Assigned task 1
According to the article about Kyaw Moe, how much time in total did he spend in prison in Burma?
Assigned task 2
Write out the Kyaw Moe article word for word, everything from "Jessica Hallam introduces" down to "the late 1980s.".

Selected passage
§
Jessica Hallam introduces 5 new faces in Ottawa, starting with a man who fled his home, but can’t escape tortured memories

Every time Kyaw Moe gets his hair cut, he warns the stylist about the scar on his head. It’s a little bit above his left ear, about the size of a loonie, where no hair grows.

It’s just one of the many marks the 33-year-old Ottawa resident is left with from the torture he endured while incarcerated in his homeland of Burma, now Myanmar.

“More than 14 years after, whenever I talk about the feeling of prison, I still get chills and nervous,” says Moe. “They used electric shock, they beat me with a bayonet … it causes swelling and infections. You live with the scars your whole life.”

Of the 18 years Moe lived in Burma, he spent two terms in prison — a total of nine months — for distributing newsletters as part of a student movement in the late 1980s.

“We students only knew a little bit about democracy — we were living in an isolated country,” says Moe. “We demanded the military government change to a multi-party system.”

FORMED UNION

Moe and other students from his college formed a union, which was illegal, and started holding demonstrations while secretly publishing and distributing the newsletters.

His activism led him to work on the campaign for the National League of Democracy, an opposition party recognized as a competitor in the national election of 1990.
§
Records provided
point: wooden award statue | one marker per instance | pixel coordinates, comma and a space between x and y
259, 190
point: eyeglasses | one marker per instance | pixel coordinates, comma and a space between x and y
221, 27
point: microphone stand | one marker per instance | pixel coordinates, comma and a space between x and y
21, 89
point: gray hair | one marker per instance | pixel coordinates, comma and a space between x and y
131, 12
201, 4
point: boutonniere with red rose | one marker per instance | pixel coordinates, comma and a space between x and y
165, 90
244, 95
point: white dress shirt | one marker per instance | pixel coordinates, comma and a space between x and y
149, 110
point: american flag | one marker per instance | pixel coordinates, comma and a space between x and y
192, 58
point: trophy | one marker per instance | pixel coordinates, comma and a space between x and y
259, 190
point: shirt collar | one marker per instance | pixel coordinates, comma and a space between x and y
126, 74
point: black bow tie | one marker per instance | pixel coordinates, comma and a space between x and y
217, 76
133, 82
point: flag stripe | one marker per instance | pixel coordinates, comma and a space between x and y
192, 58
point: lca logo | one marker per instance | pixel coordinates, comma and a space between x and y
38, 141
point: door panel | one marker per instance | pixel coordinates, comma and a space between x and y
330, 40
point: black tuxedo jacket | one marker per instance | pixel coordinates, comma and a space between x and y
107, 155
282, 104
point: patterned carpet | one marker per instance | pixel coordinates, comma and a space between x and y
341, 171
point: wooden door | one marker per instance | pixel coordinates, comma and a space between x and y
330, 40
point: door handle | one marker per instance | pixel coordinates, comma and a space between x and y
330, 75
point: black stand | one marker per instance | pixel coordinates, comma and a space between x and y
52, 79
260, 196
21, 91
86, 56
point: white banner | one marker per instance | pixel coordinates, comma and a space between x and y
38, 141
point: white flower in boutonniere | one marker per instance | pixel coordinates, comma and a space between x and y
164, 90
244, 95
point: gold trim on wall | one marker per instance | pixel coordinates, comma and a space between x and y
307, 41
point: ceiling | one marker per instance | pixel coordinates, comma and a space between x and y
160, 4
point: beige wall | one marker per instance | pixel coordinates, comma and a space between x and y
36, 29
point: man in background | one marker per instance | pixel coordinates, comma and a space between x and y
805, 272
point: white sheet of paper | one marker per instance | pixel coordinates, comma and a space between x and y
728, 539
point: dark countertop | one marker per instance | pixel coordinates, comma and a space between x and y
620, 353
§
Written solution 1
Nine months, across two terms.

Written solution 2
Jessica Hallam introduces 5 new faces in Ottawa, starting with a man who fled his home, but can’t escape tortured memories

Every time Kyaw Moe gets his hair cut, he warns the stylist about the scar on his head. It’s a little bit above his left ear, about the size of a loonie, where no hair grows.

It’s just one of the many marks the 33-year-old Ottawa resident is left with from the torture he endured while incarcerated in his homeland of Burma, now Myanmar.

“More than 14 years after, whenever I talk about the feeling of prison, I still get chills and nervous,” says Moe. “They used electric shock, they beat me with a bayonet … it causes swelling and infections. You live with the scars your whole life.”

Of the 18 years Moe lived in Burma, he spent two terms in prison — a total of nine months — for distributing newsletters as part of a student movement in the late 1980s.